# EXERCISE INSTRUCTIONS
Pick out every line of the entries below that contains the string "train", and copy each one. Case counts.
______
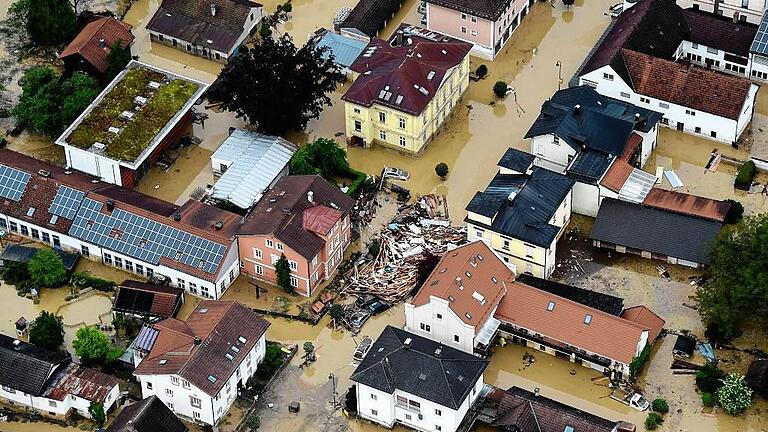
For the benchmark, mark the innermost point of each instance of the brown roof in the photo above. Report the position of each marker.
(687, 85)
(218, 325)
(606, 335)
(281, 212)
(474, 277)
(684, 203)
(88, 42)
(645, 317)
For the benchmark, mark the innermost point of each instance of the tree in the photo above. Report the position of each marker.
(736, 277)
(441, 170)
(47, 331)
(293, 82)
(734, 395)
(96, 410)
(46, 269)
(283, 272)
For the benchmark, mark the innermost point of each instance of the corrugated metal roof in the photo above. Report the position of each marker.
(256, 161)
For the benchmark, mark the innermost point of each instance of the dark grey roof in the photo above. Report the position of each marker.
(27, 368)
(444, 377)
(655, 230)
(604, 302)
(148, 415)
(23, 254)
(516, 160)
(526, 217)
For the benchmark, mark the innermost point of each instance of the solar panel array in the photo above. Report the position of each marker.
(12, 183)
(144, 239)
(66, 202)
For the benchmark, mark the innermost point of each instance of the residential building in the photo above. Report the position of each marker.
(368, 18)
(671, 226)
(248, 164)
(522, 213)
(213, 29)
(487, 24)
(49, 383)
(305, 218)
(650, 56)
(196, 367)
(599, 142)
(148, 301)
(124, 131)
(405, 89)
(192, 246)
(147, 415)
(456, 304)
(419, 383)
(90, 49)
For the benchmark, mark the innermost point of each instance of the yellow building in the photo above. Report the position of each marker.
(522, 214)
(405, 89)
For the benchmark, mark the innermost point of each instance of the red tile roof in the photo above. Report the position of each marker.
(684, 203)
(473, 277)
(686, 85)
(88, 43)
(406, 77)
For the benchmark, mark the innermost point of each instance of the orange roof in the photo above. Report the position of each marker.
(606, 335)
(471, 278)
(645, 317)
(684, 203)
(88, 43)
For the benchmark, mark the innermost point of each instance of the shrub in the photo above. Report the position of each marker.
(745, 175)
(653, 420)
(500, 88)
(660, 406)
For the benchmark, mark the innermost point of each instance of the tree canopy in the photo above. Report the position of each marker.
(47, 331)
(276, 85)
(736, 281)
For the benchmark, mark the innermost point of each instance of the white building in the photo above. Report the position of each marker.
(419, 383)
(197, 366)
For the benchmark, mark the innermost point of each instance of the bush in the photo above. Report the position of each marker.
(653, 420)
(745, 175)
(500, 88)
(660, 406)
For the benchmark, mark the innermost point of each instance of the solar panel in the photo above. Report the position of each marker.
(12, 183)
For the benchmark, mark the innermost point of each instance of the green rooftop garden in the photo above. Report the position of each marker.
(137, 133)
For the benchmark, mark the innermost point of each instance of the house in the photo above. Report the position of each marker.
(197, 366)
(517, 409)
(405, 89)
(677, 228)
(522, 213)
(90, 49)
(213, 29)
(305, 218)
(368, 18)
(192, 246)
(147, 300)
(417, 382)
(456, 303)
(124, 131)
(249, 164)
(48, 383)
(650, 56)
(147, 415)
(487, 24)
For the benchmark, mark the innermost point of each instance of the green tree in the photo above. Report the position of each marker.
(283, 272)
(96, 410)
(293, 82)
(734, 395)
(737, 276)
(47, 331)
(46, 269)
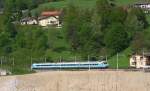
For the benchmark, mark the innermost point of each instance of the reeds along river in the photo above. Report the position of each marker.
(77, 81)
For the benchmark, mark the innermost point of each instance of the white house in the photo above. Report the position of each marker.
(29, 21)
(49, 21)
(140, 60)
(50, 18)
(144, 6)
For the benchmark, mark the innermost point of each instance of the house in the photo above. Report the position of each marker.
(29, 21)
(140, 60)
(50, 18)
(145, 6)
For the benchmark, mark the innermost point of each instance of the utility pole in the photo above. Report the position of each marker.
(13, 61)
(60, 62)
(45, 60)
(117, 62)
(31, 62)
(1, 62)
(75, 59)
(89, 62)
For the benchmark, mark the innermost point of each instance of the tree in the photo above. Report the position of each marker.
(72, 26)
(135, 22)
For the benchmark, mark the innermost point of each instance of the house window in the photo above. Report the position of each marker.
(134, 58)
(133, 63)
(141, 58)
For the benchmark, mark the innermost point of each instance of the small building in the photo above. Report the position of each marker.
(145, 6)
(140, 60)
(50, 18)
(29, 21)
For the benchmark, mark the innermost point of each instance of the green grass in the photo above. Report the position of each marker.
(123, 59)
(126, 2)
(79, 3)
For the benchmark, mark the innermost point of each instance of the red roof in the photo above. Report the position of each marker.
(50, 13)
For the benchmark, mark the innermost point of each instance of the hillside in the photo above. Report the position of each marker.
(77, 81)
(33, 44)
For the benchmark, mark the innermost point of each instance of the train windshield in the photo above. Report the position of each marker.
(105, 62)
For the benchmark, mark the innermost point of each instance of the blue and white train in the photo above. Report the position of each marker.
(71, 65)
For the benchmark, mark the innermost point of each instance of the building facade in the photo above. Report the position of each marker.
(29, 21)
(145, 6)
(140, 61)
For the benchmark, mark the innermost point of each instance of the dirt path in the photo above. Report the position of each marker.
(77, 81)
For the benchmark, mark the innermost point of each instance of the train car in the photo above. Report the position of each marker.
(71, 65)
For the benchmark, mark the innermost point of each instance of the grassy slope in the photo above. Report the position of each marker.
(61, 43)
(123, 56)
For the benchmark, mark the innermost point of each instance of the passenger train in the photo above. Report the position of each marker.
(71, 65)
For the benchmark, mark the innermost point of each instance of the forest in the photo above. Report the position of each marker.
(104, 30)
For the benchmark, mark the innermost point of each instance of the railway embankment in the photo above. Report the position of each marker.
(78, 81)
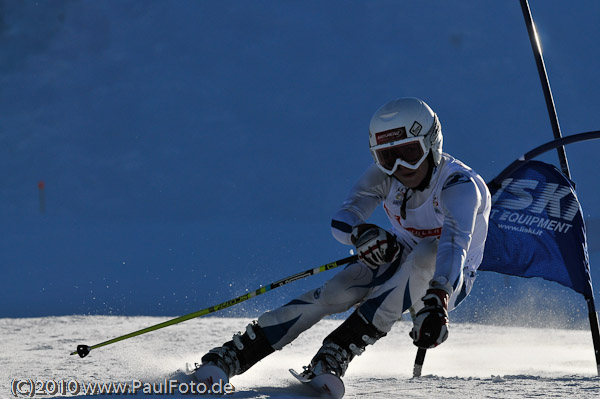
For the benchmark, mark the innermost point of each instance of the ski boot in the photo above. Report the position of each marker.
(234, 357)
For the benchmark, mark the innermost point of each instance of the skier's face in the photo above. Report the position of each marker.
(412, 178)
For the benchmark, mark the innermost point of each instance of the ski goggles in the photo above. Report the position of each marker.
(409, 153)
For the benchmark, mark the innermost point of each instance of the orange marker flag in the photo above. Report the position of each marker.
(41, 186)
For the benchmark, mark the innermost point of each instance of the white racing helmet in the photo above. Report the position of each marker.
(403, 132)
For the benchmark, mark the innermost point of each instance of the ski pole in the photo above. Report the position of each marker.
(84, 350)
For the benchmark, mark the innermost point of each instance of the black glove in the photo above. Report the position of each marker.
(374, 245)
(430, 326)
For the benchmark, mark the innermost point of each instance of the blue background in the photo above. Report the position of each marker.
(192, 150)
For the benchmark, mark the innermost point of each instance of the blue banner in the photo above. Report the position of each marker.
(537, 229)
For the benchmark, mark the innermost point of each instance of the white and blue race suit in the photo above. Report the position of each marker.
(441, 230)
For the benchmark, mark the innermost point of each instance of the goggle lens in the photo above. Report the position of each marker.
(410, 153)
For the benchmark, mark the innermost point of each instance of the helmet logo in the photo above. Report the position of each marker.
(390, 135)
(416, 128)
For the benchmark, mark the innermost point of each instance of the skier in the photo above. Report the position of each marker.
(438, 208)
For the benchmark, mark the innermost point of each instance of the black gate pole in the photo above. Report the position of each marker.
(562, 155)
(536, 46)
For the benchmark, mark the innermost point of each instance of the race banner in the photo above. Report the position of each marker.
(537, 229)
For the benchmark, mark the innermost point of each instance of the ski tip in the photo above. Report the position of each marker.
(210, 374)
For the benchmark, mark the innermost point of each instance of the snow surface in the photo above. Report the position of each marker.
(477, 361)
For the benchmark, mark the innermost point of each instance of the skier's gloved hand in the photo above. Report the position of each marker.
(430, 326)
(374, 245)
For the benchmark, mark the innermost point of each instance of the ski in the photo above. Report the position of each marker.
(327, 385)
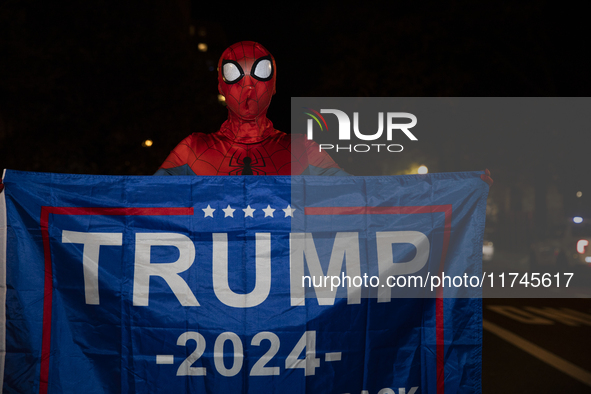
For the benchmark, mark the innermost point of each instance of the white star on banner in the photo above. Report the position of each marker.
(208, 211)
(288, 211)
(268, 211)
(248, 211)
(228, 211)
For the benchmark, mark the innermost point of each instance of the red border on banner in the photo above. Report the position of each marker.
(447, 210)
(48, 282)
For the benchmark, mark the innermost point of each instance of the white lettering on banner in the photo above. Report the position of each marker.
(91, 244)
(302, 247)
(303, 253)
(386, 265)
(144, 269)
(221, 285)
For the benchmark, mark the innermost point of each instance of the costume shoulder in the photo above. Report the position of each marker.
(181, 158)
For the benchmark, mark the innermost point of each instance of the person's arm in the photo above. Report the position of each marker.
(177, 162)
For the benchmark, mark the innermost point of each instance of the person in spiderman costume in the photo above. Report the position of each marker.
(247, 143)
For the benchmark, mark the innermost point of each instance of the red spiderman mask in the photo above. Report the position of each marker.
(246, 78)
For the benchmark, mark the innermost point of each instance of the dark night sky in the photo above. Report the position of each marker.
(82, 84)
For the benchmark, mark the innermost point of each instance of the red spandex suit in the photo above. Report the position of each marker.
(247, 143)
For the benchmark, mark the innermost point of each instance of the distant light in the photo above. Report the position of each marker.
(581, 243)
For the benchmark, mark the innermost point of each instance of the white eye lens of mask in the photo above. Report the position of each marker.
(230, 72)
(263, 69)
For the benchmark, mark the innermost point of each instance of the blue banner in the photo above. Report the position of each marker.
(229, 284)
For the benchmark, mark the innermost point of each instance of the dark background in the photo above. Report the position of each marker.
(84, 84)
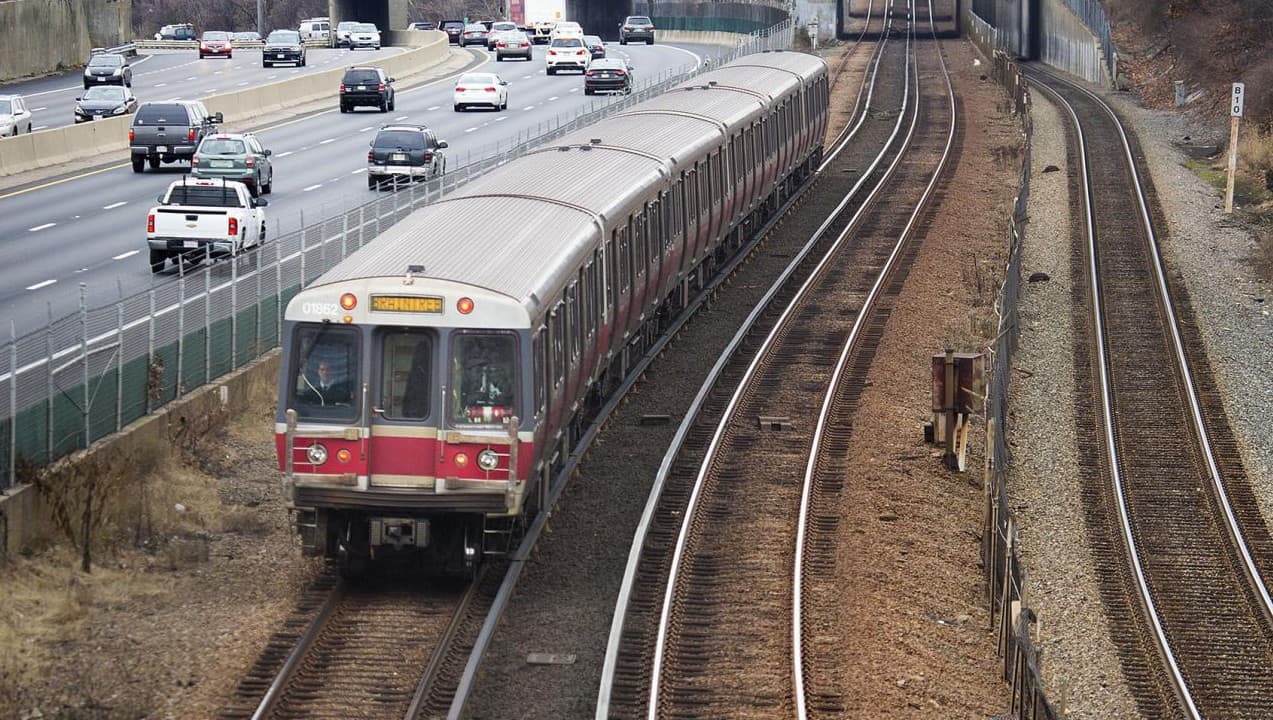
______
# RIGHT ANSWER
For the benchmark, mark the innermost point of each instance of the train windshield in the photo above. Report the position of each marker.
For the benchmark, mark the innermost point of each instance of the blue and white train in the photo above. Report the position of each marker.
For the benchmark, mark the innermost point of each instance of the train car in the photo above. Report the position of each marker.
For the benchmark, mark the innermost point of each instance of the passenger train in the photo above. Report the position of each marker.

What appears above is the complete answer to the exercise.